WORK TO COMPLETE: From the research project summaries below, pull out the passage that begins with the words containing "Jan 2022 - Apr" and ends with "between rainfall patterns.". Copy it word for word.

PASSAGE FOR REVIEW:
* * *

Network Analysis to identify Climate Correlations - A Case Study using Indian Summer Monsoon

Jan 2022 - Apr 2022
Supervisor: Dr. Amit Apte, IISER Pune

The diagram on the left shows the distribution of the degree of a "node" (spatial bin), where the edge strength is defined using mutual information, derived from the time series using the Bandt-Pompe method. It is difficult to understand why a node displays high degree as it could be due to a variety of factors. The figure on the right shows how the KL divergence of the rainfall distribution relates across different years of rainfall - clearly, there is no correlation between different years with the same rainfall pattern, indicating either the analysis tools are insufficient to probe the rainfall distribution, or no conclusive relation exists between rainfall patterns.
Climate systems are extremely complex systems which are notoriously difficult to model using simple dynamic systems. They exhibit rich spatio-temporal behaviour such as correlations over large distances (teleconnections), sudden and rapid phase transitions between different states to name a few. Network science has been very successful in modelling complex interactions between different components of a complex system, and we attempt to perform a network analysis of the rainfall distribution over the Indian subcontinent. The goal was to identify if networks can indeed capture the rich dynamic behaviour of the spatiotemporal distribution of monsoon, and whether this can be used to identify socially and economically important events like the time of onset of Indian monsoon, the duration and the amount of rainfall during this period. We found that network properties are extremely difficult to gather physical evidence from, and they poorly capture the variation in Indian monsoon across different years. We also concluded that it is meaningless to use network analysis on non-discrete objects, and constructing discrete objects such as spatial bins is almost arbitrary and unphysical in network analysis.


Survey of Pulsars detected in the GMRT High Resolution Southern Sky Survey

Oct 2019 - Dec 2019
Supervisor: Dr. Bhaswati Bhattacharyya, NCRA-TIFR

Folded pulsar candidate PSR_1516-43. This is a known pulsar that had been folded with its known time period, purely for visualization
This was done as a part of my NIUS program. The task was to identify pulsars from potential candidates. In order to increase the signal to noise ratio of detected pulsars, we had to "fold" the data, before which mitigation of radio frequency interference had to be performed. The tasks were performed using PRESTO, a program that, among other functions, could fold and be used for RFI mitigation. I wrote a bash script that could cycle through multiple potential candidates and sped up the labour intensive trial and error process required for identifying the ideal RFI mitigation and fold parameters. I continued related work during the pandemic, investigating the duty cycle distribution of pulsars. I was able to independently recreate the results of Henry and Paik (1969) that explained this observed distribution of duty cycles.

* * *

RAW DATA:
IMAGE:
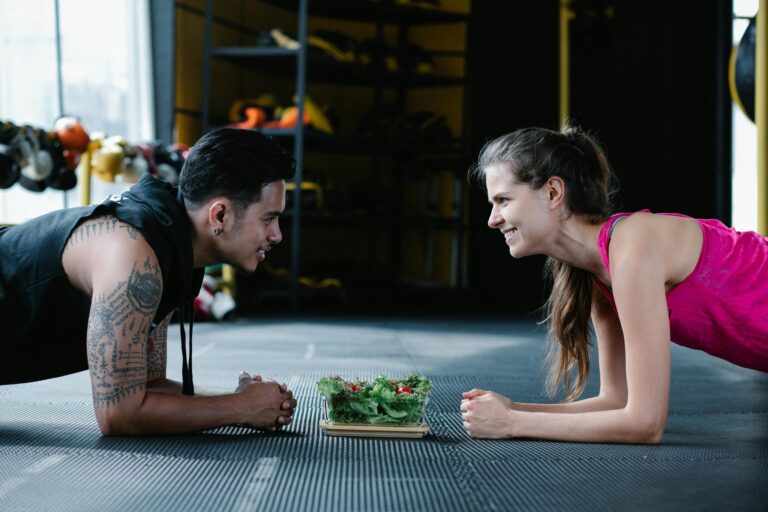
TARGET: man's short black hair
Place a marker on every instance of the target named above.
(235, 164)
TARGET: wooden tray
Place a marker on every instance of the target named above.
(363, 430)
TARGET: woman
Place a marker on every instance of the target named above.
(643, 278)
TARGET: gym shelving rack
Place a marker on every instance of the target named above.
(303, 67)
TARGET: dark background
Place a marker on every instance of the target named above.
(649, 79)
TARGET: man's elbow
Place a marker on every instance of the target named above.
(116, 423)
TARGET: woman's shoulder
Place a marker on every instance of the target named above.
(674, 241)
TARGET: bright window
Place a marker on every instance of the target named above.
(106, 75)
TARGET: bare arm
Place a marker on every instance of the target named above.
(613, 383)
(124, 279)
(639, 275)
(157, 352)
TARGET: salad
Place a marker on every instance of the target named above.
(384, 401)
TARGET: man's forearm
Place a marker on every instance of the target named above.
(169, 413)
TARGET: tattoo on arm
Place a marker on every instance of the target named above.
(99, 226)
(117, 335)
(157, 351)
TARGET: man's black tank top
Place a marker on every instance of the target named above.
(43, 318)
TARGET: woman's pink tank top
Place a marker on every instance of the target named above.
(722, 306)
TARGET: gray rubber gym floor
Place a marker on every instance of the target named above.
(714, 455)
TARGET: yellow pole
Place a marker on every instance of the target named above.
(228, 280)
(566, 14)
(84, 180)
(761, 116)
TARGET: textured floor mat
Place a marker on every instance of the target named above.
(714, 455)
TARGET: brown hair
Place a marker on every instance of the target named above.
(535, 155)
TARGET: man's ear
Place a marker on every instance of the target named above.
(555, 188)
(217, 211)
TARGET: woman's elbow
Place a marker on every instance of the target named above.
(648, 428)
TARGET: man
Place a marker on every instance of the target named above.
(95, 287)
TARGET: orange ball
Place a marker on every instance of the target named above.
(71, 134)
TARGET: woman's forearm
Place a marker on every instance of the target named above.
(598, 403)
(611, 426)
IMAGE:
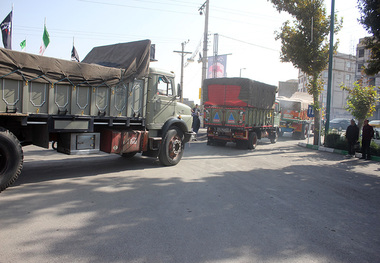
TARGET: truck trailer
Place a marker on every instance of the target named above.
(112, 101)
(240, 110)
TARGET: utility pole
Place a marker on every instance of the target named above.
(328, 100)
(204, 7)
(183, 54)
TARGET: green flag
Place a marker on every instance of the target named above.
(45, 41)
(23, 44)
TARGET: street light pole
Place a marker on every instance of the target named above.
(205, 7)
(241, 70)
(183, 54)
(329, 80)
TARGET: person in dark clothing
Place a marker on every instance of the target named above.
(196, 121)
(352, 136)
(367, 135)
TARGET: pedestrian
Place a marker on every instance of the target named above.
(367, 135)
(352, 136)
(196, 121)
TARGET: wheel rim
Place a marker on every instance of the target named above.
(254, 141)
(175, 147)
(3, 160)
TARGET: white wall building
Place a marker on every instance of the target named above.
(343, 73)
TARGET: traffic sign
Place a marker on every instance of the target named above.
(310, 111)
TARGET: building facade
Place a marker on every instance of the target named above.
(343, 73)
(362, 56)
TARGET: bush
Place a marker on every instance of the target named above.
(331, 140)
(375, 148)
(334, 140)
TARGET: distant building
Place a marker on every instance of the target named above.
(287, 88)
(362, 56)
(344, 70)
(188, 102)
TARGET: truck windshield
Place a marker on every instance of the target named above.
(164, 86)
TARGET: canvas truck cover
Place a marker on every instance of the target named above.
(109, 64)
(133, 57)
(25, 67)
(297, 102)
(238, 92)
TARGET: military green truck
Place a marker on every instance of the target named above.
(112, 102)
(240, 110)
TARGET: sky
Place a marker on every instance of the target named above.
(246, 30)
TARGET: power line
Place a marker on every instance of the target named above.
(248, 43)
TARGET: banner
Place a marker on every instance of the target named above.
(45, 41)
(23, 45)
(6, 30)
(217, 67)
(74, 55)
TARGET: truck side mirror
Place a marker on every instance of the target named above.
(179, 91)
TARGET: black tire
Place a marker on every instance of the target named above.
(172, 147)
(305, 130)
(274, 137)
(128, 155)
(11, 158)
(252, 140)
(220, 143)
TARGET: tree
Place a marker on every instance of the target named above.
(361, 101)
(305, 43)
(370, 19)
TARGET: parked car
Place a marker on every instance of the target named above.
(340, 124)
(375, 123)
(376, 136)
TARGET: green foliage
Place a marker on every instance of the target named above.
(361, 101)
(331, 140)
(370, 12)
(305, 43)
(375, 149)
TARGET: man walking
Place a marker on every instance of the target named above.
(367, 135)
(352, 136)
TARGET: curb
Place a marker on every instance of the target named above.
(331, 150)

* * *

RESPONSE AREA:
Jan 2022 - Apr 2022
Supervisor: Dr. Amit Apte, IISER Pune

The diagram on the left shows the distribution of the degree of a "node" (spatial bin), where the edge strength is defined using mutual information, derived from the time series using the Bandt-Pompe method. It is difficult to understand why a node displays high degree as it could be due to a variety of factors. The figure on the right shows how the KL divergence of the rainfall distribution relates across different years of rainfall - clearly, there is no correlation between different years with the same rainfall pattern, indicating either the analysis tools are insufficient to probe the rainfall distribution, or no conclusive relation exists between rainfall patterns.